*DIRECTIONS FOR THIS TASK*: The expected output is the full data, repeated exactly, without pictures.

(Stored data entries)

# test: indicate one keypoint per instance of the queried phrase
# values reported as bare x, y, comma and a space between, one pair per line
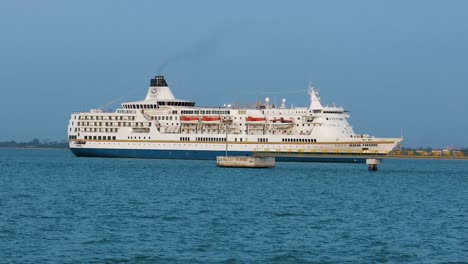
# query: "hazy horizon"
394, 65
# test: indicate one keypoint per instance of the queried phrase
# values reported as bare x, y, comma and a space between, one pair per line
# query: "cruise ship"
164, 127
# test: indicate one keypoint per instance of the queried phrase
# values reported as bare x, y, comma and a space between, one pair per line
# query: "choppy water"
58, 208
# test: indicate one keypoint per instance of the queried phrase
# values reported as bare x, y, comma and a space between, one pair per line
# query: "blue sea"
57, 208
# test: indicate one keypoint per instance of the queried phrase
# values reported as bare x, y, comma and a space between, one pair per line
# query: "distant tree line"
35, 143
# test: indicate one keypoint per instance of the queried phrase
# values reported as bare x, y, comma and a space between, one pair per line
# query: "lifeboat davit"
189, 119
211, 119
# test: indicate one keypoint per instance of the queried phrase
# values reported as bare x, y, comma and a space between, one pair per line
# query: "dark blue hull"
194, 155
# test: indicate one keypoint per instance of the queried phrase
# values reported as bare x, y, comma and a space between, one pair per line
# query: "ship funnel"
159, 90
158, 81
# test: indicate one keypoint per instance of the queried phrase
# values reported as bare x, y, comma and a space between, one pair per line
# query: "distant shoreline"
38, 148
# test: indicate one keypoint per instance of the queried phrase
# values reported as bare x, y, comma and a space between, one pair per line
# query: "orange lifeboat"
189, 119
281, 121
255, 119
211, 119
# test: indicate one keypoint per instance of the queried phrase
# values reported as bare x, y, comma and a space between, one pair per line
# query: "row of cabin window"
135, 124
191, 104
138, 137
205, 112
140, 106
299, 140
332, 112
211, 139
100, 137
111, 130
163, 118
105, 118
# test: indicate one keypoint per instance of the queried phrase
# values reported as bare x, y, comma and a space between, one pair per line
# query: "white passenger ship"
164, 127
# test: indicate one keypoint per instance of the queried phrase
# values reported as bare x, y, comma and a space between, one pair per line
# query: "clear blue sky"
393, 64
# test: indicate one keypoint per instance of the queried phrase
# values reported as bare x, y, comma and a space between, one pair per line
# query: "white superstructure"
162, 126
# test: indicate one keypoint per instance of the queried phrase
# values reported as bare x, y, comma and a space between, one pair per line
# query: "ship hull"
193, 155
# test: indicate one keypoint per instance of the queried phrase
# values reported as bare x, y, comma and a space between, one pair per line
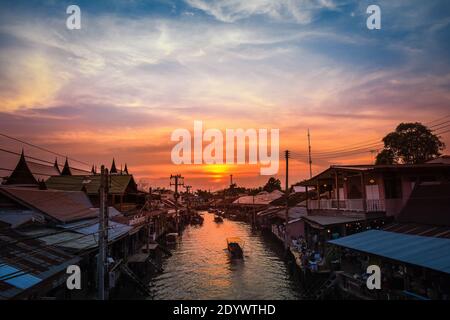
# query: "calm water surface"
201, 268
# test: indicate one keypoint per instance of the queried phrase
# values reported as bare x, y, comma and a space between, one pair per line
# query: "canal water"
200, 267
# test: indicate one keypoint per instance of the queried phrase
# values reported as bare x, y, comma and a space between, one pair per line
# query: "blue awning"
427, 252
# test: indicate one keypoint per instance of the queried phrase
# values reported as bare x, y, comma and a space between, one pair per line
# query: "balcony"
348, 205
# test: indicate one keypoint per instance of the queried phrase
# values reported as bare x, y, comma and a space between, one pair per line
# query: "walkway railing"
348, 205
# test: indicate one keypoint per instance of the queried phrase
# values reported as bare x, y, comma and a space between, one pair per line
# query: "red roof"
64, 206
429, 204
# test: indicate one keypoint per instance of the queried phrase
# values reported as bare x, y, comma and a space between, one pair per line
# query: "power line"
42, 149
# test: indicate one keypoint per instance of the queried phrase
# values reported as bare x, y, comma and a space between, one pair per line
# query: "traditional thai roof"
120, 184
113, 167
66, 170
56, 166
22, 174
29, 173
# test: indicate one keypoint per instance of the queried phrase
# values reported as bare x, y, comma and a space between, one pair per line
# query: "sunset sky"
137, 70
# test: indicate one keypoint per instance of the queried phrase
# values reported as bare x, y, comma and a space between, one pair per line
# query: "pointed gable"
56, 165
66, 170
22, 173
113, 167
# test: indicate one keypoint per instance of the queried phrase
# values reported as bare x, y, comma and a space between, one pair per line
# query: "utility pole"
103, 234
309, 155
286, 239
178, 181
188, 195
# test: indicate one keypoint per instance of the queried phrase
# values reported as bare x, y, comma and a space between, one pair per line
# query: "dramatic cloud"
139, 69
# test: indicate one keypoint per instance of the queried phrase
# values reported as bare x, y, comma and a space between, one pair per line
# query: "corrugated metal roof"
27, 262
82, 235
64, 206
427, 252
261, 198
331, 220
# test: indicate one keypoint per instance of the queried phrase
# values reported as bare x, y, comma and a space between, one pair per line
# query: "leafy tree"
386, 156
272, 184
410, 143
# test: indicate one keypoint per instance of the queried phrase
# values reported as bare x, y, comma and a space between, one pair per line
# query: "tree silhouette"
410, 143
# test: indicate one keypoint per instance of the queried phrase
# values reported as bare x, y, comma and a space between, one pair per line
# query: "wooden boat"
234, 246
171, 238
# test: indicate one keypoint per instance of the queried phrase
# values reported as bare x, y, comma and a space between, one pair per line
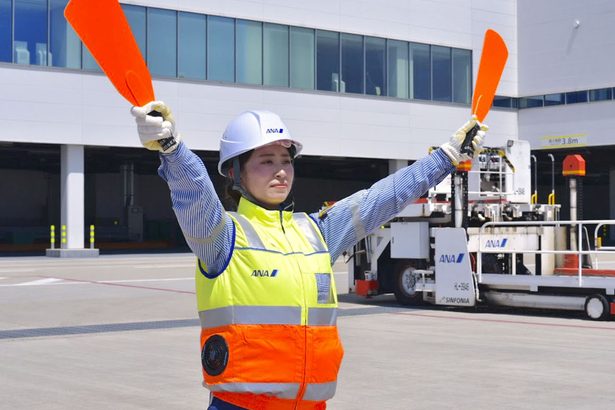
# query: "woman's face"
268, 174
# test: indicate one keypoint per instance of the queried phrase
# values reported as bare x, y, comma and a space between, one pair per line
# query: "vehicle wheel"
597, 307
405, 285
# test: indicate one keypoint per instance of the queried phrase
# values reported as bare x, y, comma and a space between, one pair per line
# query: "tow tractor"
480, 237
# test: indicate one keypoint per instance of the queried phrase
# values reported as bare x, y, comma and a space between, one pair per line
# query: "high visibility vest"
269, 338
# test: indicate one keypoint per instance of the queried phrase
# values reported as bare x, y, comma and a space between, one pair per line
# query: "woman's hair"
231, 196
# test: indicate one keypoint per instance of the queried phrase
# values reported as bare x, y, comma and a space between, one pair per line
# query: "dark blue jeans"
217, 404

*SOLUTION TO THIS TASK*:
# test: indicate one keypoint per instance of the queried phrase
# values reported as bare x, y, comma and a space between, one pair per line
# query: "hazy horizon"
394, 65
# test: indicate one keypoint per instance of the queried phrase
# values reported as bare x, y, comma and a space between, one pair per line
# query: "cruise ship"
164, 127
# test: indicate one keypoint per instance of the queried phrase
# values reported as bare x, y, comma and a space between, one pair per line
# query: "choppy water"
58, 208
# test: indicate one keypoint per instance of the queried phrase
# values reported as bare x, y, comma and a space between, one pair per line
# query: "blue sea"
57, 208
# test: indicate one keypoint per instance of the queried phrase
# values reported as bare x, y, comma and a space between, one pair per line
# query: "distant tree line"
35, 143
# test: indicate one keypoint per instance of the queried phrase
# values reported as bare x, y, comma and a space between, one pair per line
# query: "lifeboat davit"
189, 119
211, 119
# test: indicate one keypoint per instance of the queried phrase
# values reported as bare x, y, comma and a space between, one pair per line
# query: "dark blue hull"
194, 155
# test: indicate one keypoint per instance of the queried phrase
# values reported as bare x, y, comma and a space between, one pair per line
# query: "ship funnel"
159, 90
158, 81
# test: indicate one keypoint per instance of the queried phrase
# values reported as bare x, y, comma and a space between, one pair per line
# query: "distant shoreline"
38, 148
# test: indicate one keypoint per instance of the queried phrase
# values reported as bare x, y, comma and a space between, one pair per line
# query: "orange lifeboat"
189, 119
281, 121
255, 119
211, 119
# test: indicate one keypoint per instance of the queried phrase
# values reported as bare x, y, comma and a space between, one pair per line
# query: "row of cabin window"
135, 124
191, 104
138, 137
205, 112
140, 106
299, 140
332, 112
211, 139
100, 137
111, 130
163, 118
105, 118
# test: indicate one keypoint per instance of the queried phrase
# values reported as bare x, y, comma and a space between, one pair per line
# query: "white passenger ship"
164, 127
# test: indicate one keypoint per instance of the queried phrase
# values reported as bare x, y, comma and a space between, one pair per line
# query: "clear blue sky"
393, 64
# test: indicate one keypoint per instance of the queried phrase
# values reported as bare x, y, comma and a space between, one pair per line
# query: "white superstructure"
162, 126
# test: indicate one keypoint per instance of the queried phrase
# values reported as bare x, y, comma and a space between, one pair per line
# query: "ship hull"
193, 155
# test: indicate one keypoint per instance of the queried phrase
# values reported as bare x, y, comma and a space between, one pair per line
# query: "calm water surface"
201, 268
# test: indicate one keypoint per instance of the queried phrase
# values reported as bare x, y, comma and a space between, one pair per line
# query: "canal water"
200, 267
# test: indicate one keypoint per instance of the queried phrase
# values reported as bare x, y, comma and a space between, one pair per line
# query: "blue awning"
427, 252
# test: indicate one keypoint per instance of the queried phrase
# values reported as bare x, y, comma and a space between, one pair per line
# query: "balcony"
348, 205
# test: indicate one keypoint per instance of the queried phrase
# values reported as bare x, y, comma and a space between, one pair per line
# query: "walkway railing"
348, 205
# test: indicate one keypoint per instance of the queried phrase
# values reported as bare x, y, comma and a space between, one pair per line
# query: "red roof"
64, 206
429, 204
# test: indicate one keypoint per instance of the queried phrase
# values reported as bare x, y, comma and a space between, one pair per line
# query: "power line"
42, 149
# test: indicate one keypoint per instance of the queried phrase
# values reported as bare x, y, comma and a space between, one pair per line
# query: "traditional thai roof"
120, 184
113, 167
66, 170
56, 166
22, 174
29, 173
# test: indicate one keypoint per instance of the queried phrase
# values reported as bare x, y, comma and a space between, one pair per line
# query: "sunset sky"
137, 70
# test: indicate one keypoint per instance of the queried phrase
# values reported as bare x, y, comma and a space between, one pair per line
# query: "pointed gable"
56, 165
66, 170
22, 173
113, 167
# test: indicate one keypoint per instance of the queried phrase
# values reported as bare x, y, comma and a space between, one pair per line
# query: "utility pole"
103, 234
309, 155
286, 239
178, 181
188, 195
# test: indicate one keypoint per instance of the queried phrase
# values reported as bare x, y, comma and a space between, one pair per line
# query: "dramatic cloud"
139, 69
# test: indicate one keypoint per instance of the queried phrase
# values reported as bare x, y, comma and a space between, one pair per line
# query: "corrugated metal roof"
27, 262
82, 235
64, 206
427, 252
261, 198
331, 220
# test: indicate one keypoint per instance of the queried phrase
# values reported as bare x, y, comma and a space between, one pair per line
# query: "leafy tree"
386, 156
272, 184
410, 143
# test: indicate one keypoint per instance of the queried phrase
# values reported as bare x, y, comma and a space between, one pair per line
# query: "tree silhouette"
410, 143
# test: indicate one keypoint per instance of the queried phrase
# values reported as bare x, y, comma and a space between, one pair per line
# query: "wooden boat"
234, 246
171, 238
# test: indicate one keypoint per instance of the queried phrase
# values reported as bare x, y, comma and a space between, one pair per line
# query: "woman's face"
268, 174
# test: indicate one keypoint per instance of the queried phrase
# values reported as bare x, y, comma and a space between, one pair per line
# query: "vehicle wheel"
597, 307
405, 285
# test: indicate one keypoint per instance of the queried phrase
# values reported as bare x, y, comma and a space between, one pair per line
# query: "tow tractor"
480, 237
# test: indicate one keypoint per instance of the queried phrase
# values reported as bare x, y, comma and a space between, one pair per line
# query: "high visibility vest"
269, 338
# test: indicate one keypoint per instance of the queried phrase
# values reported as bare x, y, comma and a space between, one pair per line
# query: "woman's hair"
231, 196
# test: indicate one keypoint per instance of the queried phrase
# values reported as bare x, y, comma and a space between, one pair per line
# query: "dark blue jeans"
217, 404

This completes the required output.